## TASK SET
- 1) List every distinct ingredient that the article on juicing names for the "Caligula" and "Greenhouse" juices at Edson Farms.
- 2) Carry the article on juicing forward from its final sentence.

BY CYMBRE FOSTER Special to the Record-Eagle
Traverse City Record-Eagle
---- — TRAVERSE CITY — Juicing has been around a very long time, but in recent years it has come into vogue as a regular diet regime.
“The U.S. government tells us we should be eating nine to 13 servings of fruits and vegetables a day and we’re just not eating them,” said Heather Campbell, a registered dietitian. “Juicing is a simple, really good way to increase that intake.”
Campbell, who co-owns Shoreline Center for Healing in Traverse City with husband, Jeff, teaches “Juicing for Health,” a class on extracting juice from produce. Drinking fruits and veggies is an option for getting enough of those food groups, which supply necessary nutrients and antioxidants.
Her goal is to get people to realize that there’s nothing to be afraid of and no right or wrong combination of fruits and veggies when creating a juice.
“Don’t be afraid to experiment. You can never have too many fruits and vegetables,” said Campbell, who uses a wide-mouth juicing machine — hers cost about $150 — because it takes whole fruits and vegetables to eliminate chopping and has few parts, for easy cleanup.
“Juice also tastes great, jump-starts your metabolism and boosts your immune system,” she added.
This juice bears little resemblance to the pasteurized orange or apple juice readily available on grocer’s shelves. Homemade is cold-pressed from fresh, preferably organic veggies and fruit.
Edson Farms began offering juices at its juice bar about 15 years ago, said co-owner Jessica Edson. Popular juice varieties include the “Caligula,” a combination of beets, carrots, celery and orange juice, and the “Greenhouse,” a mixture of spinach, sprouts, carrots and cucumbers.
She said juicing fruits and vegetables differs from blending them, a relatively new trend that results in “green smoothies.”

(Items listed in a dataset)
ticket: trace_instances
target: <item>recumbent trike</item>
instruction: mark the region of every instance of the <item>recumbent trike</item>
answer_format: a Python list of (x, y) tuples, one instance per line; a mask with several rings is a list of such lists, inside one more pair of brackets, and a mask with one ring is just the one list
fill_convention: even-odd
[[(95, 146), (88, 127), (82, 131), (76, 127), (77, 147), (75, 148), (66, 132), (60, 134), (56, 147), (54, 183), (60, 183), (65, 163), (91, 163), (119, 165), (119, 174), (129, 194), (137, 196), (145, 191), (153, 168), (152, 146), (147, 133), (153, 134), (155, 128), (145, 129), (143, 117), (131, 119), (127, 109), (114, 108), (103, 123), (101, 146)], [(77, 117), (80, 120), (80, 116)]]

## RESULTS FOR EACH TASK
- 1) beets, carrots, celery, orange juice, spinach, sprouts, cucumbers

- 2)
“When you’re juicing, you’re just getting the liquid. The fiber part of the vegetables and fruit are spit out into another compartment (of the machine). When you’re blending, you get everything,” she said. “I personally like the juice. It agrees better with me.”
One of the simplest and least expensive ways to juice for health is to do it yourself using whatever produce might be in your refrigerator or on the kitchen counter. It’s a great way to use up those fruits and vegetables you thought you were going to eat but never did.
“We start out with the basics like kale, carrots and apples, and everyone is pleasantly surprised with the result,” Campbell said.
Another option is juicing with just greens. Consider throwing kale, cucumber and spinach into the juicer. The cucumber cuts the bitterness of the greens. You can toss in an apple for a little sweetness.
To get the most nutritional value, Campbell leaves the skin on and tries to use organic produce. She uses as much of the fruit or vegetable as possible. For instance, when she tosses in whole strawberries, she includes the leafy top as well.
She said juicing doesn’t have to be part of a cleanse or fast. It can simply be part of a lifestyle change. Drinking juice as a snack or with a meal like breakfast is a great way for both teens and adults to get good energy and nutrients, she said.
“It’s so much more nutritious than the standard quick-fix snack and does not take much time at all,” said Denise Manns, of Elk Rapids, who took Campbell’s class. “I’m thinking juicing will add a few years to my lifespan for sure.”
If you decide to embark on a juicing fast and are on any medications, Campbell recommends checking with your healthcare provider first.
“You also need to make sure your elimination pathways are working properly as well,” she added.
To learn more about juicing, contact Campbell at the Shoreline Center for Healing, 946-4325 or www.shorelinehealing.com.
Great Beginning Juice
3-4 kale or spinach leaves
Morning Green Glory Juice
This green juice recipe is delicious and the perfect way to start your day — the addition of lemon and apple does just the trick to sweeten the greens.
4-5 large kale leaves
1 large handful of spinach
3 romaine leaves
3 celery stalks
1 green apple
1 lemon, peeled (you can leave the peel on but it will taste very bitter)
Spring Green Juice
1 celery root (also called celeriac)
2 small pears
2-inch ginger root
Wash all produce well. Cut ginger into a 2-inch slice. Cut pears to remove core and seeds. Cut celery root to fit into juicer chute. Juice, pour over ice, if desired, and enjoy.
Substitutions: Use Jicama or celery instead of celery root; horseradish, lemon or lime instead of ginger; and apples instead of pears.